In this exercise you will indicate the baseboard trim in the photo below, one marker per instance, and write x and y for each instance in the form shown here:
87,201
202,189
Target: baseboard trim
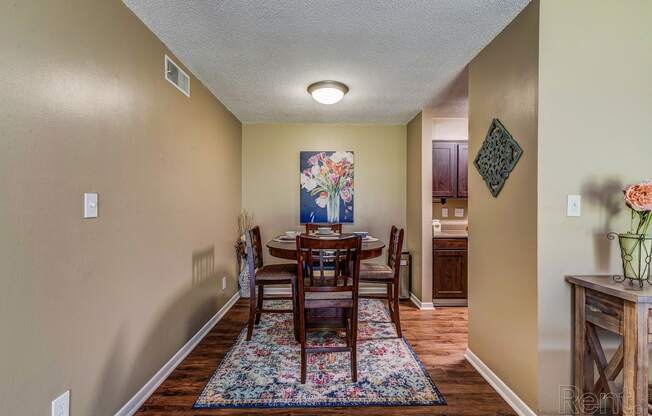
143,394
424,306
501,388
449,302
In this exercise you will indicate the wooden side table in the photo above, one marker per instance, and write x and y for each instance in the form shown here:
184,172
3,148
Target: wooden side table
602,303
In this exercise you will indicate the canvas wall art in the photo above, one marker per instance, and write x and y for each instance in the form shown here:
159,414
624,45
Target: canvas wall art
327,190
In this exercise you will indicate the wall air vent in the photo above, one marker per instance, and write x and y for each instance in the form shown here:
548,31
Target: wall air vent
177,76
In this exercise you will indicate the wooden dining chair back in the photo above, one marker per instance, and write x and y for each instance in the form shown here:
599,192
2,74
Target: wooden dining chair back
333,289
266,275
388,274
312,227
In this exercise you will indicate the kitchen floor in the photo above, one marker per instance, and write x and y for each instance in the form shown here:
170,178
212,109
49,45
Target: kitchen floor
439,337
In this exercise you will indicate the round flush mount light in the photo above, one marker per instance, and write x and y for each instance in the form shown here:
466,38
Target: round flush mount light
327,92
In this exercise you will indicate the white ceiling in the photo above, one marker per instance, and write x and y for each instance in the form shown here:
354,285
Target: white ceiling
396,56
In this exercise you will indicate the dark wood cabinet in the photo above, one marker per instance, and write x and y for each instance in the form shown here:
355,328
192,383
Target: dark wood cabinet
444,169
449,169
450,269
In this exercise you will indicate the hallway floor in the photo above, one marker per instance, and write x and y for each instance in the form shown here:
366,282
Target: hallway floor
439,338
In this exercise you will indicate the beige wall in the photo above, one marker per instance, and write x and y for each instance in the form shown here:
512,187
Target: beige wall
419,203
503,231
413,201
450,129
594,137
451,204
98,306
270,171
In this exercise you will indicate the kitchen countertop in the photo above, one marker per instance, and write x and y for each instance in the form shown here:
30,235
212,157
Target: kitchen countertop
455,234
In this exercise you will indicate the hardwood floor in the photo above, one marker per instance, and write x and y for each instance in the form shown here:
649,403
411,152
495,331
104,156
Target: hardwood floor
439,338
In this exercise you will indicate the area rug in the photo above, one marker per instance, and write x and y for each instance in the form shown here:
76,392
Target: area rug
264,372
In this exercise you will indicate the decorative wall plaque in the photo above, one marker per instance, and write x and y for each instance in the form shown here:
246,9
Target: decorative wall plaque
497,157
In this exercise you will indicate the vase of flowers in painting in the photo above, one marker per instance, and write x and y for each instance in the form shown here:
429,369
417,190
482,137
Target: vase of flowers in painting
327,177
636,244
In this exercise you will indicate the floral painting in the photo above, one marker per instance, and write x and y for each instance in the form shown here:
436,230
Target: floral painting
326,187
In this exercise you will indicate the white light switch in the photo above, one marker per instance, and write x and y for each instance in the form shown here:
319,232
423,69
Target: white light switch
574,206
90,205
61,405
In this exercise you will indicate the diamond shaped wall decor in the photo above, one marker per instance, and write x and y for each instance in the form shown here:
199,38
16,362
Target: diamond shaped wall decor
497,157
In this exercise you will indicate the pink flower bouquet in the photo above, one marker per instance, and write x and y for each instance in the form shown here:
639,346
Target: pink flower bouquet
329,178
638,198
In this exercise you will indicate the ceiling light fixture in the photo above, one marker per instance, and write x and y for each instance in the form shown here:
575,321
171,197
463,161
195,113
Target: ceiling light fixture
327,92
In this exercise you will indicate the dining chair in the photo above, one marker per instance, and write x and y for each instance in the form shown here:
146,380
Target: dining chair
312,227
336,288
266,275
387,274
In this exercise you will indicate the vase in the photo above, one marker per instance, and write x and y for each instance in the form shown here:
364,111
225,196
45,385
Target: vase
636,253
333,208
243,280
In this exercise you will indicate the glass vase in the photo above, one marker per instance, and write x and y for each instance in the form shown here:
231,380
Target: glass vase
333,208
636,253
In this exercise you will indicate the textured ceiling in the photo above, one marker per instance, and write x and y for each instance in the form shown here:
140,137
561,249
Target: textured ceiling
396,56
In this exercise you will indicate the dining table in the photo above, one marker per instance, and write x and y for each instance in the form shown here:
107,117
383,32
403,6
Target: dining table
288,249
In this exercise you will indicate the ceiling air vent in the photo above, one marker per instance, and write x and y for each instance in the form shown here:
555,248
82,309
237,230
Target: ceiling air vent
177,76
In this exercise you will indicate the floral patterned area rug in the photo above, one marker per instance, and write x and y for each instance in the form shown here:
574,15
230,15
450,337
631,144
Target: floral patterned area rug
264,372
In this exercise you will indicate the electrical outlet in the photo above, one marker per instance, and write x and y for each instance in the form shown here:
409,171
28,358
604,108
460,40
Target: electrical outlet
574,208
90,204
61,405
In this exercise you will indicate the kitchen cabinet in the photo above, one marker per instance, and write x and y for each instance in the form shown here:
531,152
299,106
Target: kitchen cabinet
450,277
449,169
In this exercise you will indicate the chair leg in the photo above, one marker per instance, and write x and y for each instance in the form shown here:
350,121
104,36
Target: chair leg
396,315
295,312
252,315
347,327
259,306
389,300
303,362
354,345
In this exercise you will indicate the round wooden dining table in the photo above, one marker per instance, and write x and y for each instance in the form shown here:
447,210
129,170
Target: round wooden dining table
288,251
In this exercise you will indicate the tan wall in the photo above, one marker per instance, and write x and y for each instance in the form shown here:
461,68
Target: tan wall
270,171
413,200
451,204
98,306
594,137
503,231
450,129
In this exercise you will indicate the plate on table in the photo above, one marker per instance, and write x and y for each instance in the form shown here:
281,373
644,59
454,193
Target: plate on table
··········
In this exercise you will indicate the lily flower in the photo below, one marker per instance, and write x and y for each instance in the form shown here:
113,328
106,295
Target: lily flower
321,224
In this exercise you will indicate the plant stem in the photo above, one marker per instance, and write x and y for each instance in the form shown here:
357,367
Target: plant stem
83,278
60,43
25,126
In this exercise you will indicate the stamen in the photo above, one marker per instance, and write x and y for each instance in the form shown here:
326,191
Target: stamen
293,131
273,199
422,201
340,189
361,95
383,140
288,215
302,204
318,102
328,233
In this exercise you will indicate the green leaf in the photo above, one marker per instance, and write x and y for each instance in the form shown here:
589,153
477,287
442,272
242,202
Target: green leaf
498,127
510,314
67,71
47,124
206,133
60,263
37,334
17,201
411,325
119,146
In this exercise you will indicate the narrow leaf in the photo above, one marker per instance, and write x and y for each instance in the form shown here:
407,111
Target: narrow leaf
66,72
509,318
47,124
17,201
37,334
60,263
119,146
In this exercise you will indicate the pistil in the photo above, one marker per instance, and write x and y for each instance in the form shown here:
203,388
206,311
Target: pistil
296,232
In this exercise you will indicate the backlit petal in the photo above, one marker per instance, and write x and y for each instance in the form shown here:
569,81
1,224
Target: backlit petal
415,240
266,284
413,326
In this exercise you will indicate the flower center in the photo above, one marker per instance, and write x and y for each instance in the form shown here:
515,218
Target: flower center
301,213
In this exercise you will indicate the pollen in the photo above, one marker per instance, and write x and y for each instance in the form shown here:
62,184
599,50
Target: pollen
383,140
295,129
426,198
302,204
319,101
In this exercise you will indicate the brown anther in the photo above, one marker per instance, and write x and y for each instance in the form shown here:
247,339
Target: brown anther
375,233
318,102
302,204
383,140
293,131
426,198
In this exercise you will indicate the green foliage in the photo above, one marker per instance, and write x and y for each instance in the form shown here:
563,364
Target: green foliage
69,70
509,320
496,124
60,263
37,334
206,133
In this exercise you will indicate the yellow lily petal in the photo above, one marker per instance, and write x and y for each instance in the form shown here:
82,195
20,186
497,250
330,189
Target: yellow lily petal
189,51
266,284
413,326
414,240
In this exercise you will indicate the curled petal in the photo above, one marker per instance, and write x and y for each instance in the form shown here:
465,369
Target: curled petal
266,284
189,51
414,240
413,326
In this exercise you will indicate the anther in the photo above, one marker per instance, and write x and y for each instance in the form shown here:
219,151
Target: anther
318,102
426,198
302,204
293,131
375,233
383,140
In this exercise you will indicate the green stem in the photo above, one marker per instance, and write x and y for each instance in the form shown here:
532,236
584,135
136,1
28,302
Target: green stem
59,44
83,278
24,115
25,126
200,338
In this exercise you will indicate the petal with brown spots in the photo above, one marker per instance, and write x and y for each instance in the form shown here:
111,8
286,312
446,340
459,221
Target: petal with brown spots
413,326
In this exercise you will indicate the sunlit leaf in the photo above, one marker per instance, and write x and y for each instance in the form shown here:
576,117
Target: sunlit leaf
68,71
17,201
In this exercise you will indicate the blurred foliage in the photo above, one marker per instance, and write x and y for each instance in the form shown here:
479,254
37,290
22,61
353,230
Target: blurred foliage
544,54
··········
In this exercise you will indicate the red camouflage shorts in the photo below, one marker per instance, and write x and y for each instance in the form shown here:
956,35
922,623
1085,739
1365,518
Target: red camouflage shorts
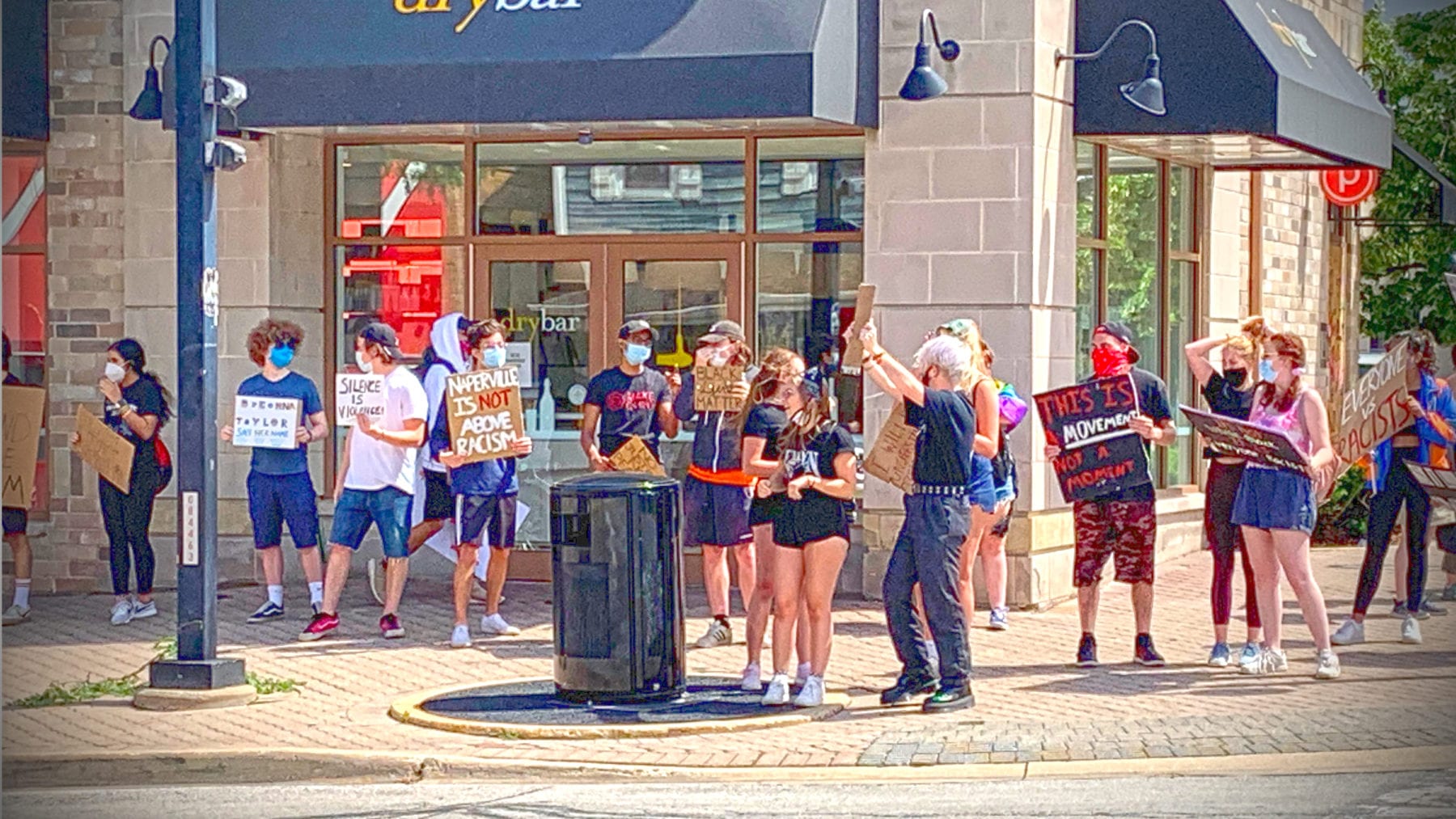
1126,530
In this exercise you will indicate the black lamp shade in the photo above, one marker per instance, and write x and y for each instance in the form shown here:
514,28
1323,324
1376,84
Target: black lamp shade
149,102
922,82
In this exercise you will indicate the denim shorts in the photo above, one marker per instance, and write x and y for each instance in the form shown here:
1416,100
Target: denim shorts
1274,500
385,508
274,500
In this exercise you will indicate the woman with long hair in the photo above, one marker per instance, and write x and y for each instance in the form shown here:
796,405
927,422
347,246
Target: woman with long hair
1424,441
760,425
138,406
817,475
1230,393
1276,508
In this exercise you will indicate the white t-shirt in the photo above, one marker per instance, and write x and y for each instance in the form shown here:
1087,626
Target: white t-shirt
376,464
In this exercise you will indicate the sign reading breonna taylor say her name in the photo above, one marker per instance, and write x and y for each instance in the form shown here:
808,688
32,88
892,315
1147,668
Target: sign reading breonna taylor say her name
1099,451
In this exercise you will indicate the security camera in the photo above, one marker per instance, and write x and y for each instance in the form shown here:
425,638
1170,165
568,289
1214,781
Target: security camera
··········
Reproduce every line above that contains the string "camera".

In this exercise you will indicate the security camera in the photo above, one marker per instance, and write x and y for each instance in the form shown here:
Target: security camera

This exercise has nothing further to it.